**Exercise:**
Your response should consist of one number, the count of lines below that contain "blue".
--- Records to use Enclosed Below ---
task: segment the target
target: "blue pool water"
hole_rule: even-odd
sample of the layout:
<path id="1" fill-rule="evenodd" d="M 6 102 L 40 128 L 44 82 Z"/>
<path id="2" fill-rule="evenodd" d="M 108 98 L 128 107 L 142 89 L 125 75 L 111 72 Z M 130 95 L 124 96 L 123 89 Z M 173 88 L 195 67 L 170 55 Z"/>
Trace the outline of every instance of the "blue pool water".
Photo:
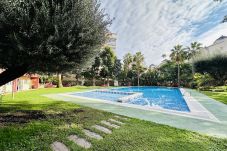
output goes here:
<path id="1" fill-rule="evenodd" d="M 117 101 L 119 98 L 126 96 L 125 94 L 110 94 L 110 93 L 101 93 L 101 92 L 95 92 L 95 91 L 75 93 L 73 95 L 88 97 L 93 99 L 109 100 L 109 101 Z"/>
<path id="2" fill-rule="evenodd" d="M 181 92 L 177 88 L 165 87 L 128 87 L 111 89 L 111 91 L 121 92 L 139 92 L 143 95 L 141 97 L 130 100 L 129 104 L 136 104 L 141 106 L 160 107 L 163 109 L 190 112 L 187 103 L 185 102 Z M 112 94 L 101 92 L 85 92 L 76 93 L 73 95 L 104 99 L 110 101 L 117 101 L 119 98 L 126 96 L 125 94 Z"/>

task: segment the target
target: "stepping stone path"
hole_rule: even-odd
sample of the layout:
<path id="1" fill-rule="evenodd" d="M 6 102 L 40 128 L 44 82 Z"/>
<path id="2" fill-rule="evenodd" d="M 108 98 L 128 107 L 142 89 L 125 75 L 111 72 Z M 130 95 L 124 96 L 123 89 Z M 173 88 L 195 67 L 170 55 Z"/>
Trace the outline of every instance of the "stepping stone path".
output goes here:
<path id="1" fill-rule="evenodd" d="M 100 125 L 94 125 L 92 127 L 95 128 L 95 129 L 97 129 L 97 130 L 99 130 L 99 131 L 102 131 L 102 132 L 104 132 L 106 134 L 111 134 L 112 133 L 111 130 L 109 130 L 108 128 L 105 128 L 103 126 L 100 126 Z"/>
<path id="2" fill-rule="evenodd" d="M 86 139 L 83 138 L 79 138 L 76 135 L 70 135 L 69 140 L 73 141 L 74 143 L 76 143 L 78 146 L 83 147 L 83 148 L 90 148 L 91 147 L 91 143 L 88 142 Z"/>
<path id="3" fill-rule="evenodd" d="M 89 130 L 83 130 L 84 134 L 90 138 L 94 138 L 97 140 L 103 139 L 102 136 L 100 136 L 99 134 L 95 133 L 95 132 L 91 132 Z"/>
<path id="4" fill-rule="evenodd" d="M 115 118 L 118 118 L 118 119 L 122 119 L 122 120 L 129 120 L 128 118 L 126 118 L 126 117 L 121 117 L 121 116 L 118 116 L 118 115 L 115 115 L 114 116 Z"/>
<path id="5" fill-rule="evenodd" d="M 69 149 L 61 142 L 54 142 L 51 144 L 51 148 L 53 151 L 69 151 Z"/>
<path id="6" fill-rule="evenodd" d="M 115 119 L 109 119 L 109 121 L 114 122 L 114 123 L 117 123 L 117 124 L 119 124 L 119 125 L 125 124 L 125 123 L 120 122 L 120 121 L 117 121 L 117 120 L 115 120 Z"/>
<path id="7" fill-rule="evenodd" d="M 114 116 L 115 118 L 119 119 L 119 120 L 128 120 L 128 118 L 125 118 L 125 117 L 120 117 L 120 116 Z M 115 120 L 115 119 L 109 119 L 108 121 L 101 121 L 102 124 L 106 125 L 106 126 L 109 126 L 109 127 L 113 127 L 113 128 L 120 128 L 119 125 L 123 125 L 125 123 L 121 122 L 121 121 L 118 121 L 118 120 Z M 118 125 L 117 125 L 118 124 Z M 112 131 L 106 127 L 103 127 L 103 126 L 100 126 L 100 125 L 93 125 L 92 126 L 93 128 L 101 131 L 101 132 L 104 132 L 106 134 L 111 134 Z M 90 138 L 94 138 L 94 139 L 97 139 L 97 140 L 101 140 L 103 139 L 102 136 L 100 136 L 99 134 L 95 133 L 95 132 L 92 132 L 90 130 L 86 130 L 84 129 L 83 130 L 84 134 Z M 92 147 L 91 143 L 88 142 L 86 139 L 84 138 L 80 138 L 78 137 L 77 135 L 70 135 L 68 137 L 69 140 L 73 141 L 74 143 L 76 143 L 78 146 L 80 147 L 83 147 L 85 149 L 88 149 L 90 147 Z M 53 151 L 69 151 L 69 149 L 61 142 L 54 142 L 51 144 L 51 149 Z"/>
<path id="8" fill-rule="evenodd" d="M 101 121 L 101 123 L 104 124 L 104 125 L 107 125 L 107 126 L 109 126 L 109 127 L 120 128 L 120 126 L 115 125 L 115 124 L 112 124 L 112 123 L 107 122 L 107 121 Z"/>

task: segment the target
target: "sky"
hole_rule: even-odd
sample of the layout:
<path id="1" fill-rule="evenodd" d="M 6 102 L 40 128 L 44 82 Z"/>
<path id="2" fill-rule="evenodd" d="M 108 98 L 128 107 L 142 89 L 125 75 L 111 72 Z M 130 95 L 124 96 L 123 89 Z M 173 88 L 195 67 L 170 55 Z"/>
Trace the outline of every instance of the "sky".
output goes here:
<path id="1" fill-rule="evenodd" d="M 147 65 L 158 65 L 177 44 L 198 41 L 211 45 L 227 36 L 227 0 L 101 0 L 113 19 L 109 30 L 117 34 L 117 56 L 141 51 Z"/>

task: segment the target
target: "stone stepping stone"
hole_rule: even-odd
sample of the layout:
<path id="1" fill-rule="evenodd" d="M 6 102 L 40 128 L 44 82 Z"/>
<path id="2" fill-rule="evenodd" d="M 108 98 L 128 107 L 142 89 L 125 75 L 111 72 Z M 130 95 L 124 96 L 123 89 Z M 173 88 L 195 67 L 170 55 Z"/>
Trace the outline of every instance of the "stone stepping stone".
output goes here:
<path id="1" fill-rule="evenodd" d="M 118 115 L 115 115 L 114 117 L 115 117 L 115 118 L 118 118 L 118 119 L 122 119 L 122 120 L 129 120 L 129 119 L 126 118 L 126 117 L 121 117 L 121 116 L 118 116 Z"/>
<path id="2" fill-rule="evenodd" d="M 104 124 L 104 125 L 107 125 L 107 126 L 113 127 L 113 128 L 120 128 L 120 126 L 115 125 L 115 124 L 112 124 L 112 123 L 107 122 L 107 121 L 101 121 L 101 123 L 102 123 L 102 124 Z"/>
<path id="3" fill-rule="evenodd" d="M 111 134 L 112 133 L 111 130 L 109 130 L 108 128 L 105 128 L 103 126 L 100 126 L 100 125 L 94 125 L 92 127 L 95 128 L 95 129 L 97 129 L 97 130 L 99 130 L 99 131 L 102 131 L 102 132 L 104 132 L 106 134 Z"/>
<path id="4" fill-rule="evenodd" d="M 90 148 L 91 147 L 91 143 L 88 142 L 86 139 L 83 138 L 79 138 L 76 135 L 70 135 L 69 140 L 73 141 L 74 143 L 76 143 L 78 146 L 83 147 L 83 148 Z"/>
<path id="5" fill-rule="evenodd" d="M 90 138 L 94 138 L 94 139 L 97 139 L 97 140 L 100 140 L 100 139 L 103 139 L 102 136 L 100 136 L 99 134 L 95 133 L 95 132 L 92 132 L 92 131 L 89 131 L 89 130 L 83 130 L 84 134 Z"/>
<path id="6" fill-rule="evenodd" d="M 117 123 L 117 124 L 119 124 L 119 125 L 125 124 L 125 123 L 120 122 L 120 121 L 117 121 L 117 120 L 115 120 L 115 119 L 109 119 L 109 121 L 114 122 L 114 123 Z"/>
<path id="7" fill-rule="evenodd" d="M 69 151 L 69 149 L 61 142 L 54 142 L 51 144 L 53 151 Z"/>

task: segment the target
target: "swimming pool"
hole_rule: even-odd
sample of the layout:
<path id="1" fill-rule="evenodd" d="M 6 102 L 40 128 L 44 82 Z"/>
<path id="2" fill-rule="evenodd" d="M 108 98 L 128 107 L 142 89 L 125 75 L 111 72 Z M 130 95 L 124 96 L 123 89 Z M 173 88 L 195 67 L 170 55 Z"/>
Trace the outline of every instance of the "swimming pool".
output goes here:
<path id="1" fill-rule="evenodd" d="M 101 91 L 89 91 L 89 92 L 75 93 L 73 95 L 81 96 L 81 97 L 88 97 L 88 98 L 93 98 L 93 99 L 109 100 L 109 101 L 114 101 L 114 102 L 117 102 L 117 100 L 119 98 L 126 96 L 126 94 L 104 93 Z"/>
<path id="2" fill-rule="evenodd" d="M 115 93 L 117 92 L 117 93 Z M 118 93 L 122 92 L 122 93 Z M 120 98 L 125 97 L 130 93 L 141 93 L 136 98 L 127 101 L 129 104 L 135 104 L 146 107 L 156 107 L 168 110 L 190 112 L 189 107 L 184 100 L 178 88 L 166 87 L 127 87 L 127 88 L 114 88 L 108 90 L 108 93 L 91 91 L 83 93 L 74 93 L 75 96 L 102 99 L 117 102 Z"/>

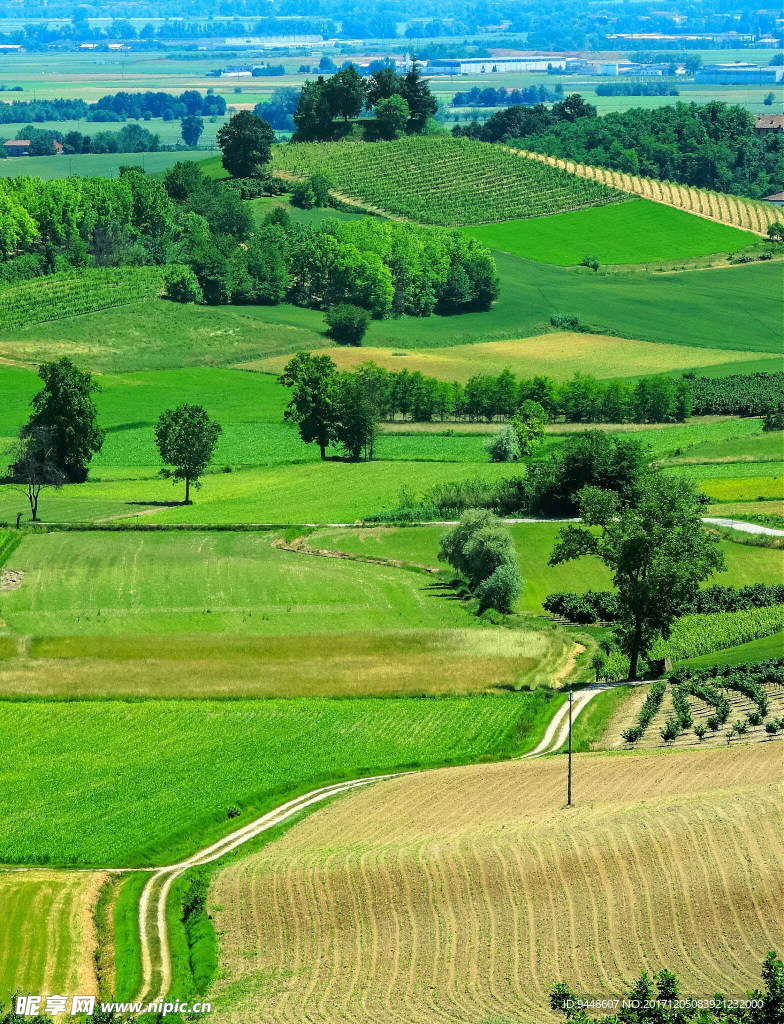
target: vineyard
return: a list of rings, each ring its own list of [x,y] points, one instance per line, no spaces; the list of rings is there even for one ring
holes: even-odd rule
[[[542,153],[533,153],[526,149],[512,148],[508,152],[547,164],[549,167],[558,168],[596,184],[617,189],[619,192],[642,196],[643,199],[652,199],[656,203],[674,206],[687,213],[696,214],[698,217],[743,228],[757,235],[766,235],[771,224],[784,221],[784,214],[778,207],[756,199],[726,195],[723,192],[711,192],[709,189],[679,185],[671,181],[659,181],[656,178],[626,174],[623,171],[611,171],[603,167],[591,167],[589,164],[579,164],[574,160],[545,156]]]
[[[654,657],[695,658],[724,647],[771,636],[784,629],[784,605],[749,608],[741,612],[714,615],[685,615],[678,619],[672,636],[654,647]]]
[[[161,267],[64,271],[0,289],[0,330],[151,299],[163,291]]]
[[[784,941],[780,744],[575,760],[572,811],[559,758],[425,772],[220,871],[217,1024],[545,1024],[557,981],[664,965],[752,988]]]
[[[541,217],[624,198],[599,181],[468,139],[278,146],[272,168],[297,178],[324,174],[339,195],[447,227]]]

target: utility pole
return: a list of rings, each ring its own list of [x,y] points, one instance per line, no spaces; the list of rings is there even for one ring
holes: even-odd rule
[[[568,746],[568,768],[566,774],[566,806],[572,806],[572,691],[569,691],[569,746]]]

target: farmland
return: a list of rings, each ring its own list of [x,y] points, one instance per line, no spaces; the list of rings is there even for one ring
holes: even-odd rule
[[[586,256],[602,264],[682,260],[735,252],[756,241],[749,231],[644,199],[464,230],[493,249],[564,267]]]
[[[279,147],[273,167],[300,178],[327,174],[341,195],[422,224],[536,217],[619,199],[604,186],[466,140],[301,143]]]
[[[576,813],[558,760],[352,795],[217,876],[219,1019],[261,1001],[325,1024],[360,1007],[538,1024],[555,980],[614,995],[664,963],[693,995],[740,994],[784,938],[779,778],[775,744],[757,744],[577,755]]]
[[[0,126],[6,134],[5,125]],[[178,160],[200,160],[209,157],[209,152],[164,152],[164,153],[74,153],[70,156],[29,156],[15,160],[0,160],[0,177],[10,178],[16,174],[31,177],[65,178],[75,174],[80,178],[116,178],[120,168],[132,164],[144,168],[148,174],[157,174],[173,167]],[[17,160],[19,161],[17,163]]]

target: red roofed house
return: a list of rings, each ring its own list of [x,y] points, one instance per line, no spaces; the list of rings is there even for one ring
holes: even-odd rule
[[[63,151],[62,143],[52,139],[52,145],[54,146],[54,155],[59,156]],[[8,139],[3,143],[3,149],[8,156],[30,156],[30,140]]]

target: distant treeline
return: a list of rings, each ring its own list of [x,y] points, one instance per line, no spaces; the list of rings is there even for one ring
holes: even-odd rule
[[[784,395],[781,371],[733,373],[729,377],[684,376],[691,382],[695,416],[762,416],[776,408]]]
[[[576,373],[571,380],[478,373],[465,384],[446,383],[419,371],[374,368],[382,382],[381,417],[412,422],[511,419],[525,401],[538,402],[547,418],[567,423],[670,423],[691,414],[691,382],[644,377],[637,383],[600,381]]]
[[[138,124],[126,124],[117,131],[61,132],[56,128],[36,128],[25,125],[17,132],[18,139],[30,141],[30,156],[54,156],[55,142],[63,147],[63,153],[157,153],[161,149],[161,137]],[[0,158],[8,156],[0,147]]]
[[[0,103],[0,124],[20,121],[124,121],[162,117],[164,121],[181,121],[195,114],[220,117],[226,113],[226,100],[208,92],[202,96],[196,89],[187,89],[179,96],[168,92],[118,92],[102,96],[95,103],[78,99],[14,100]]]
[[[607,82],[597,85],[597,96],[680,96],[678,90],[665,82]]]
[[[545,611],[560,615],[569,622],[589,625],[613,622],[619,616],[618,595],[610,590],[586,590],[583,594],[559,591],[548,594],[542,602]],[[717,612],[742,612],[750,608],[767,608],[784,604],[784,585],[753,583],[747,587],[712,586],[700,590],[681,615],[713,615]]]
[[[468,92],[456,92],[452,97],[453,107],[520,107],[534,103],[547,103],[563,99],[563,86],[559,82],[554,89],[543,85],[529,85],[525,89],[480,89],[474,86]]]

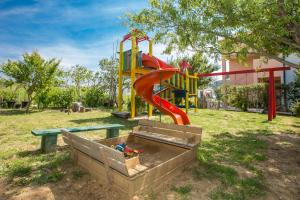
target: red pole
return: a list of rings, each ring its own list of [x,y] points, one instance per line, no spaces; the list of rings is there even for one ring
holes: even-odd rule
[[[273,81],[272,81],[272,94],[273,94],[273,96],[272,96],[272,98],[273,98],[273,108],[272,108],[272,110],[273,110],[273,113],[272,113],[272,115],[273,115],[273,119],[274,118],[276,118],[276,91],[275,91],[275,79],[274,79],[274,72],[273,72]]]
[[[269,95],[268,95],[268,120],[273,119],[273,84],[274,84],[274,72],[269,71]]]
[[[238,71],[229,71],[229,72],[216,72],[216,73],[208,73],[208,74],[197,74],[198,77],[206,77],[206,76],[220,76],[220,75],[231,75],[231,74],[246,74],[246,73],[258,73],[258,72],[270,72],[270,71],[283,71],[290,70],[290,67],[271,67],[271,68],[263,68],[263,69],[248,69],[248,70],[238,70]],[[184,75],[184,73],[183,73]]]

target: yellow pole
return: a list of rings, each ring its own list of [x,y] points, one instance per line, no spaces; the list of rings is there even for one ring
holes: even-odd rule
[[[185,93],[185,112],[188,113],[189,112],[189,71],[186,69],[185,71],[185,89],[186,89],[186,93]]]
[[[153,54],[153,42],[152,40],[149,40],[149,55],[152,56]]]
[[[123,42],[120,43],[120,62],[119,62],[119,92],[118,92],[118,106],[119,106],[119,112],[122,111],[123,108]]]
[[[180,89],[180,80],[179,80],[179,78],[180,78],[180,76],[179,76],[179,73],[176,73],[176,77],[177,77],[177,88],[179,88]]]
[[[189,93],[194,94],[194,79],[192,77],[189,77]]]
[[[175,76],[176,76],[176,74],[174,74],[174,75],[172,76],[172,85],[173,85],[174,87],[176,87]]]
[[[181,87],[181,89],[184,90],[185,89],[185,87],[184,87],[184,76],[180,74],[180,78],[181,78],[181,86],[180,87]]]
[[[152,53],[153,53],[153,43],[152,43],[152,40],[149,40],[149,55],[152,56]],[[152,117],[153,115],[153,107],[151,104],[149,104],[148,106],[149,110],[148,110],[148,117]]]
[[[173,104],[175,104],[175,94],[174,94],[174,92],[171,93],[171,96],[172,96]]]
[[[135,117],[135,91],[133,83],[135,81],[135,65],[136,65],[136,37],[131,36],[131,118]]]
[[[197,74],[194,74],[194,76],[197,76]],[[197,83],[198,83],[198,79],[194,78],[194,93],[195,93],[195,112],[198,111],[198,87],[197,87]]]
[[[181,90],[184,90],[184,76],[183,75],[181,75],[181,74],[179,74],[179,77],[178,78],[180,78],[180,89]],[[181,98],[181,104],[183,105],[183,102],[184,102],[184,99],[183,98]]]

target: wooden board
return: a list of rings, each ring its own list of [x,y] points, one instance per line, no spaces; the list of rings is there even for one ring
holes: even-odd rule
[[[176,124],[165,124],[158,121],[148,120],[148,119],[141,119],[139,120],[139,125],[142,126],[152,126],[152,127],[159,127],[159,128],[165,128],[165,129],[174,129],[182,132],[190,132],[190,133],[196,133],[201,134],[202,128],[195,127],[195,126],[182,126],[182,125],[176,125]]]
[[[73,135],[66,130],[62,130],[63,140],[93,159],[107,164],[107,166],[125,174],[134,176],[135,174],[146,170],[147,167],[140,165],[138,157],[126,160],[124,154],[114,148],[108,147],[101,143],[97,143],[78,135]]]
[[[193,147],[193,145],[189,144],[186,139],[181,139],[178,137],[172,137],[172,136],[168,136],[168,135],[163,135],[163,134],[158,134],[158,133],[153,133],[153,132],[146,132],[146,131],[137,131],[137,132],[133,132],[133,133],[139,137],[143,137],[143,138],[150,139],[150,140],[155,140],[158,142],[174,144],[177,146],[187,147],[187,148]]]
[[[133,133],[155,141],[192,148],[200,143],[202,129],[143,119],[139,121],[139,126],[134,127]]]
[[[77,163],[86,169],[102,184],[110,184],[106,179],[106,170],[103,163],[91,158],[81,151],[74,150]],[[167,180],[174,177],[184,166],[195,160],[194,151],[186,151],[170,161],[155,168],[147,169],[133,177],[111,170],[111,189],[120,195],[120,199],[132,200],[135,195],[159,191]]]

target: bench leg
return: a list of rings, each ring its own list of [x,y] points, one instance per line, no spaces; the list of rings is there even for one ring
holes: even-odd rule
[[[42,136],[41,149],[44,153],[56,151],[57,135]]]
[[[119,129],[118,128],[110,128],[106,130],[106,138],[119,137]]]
--- End of Enclosed Records to use ---
**Exercise answer:**
2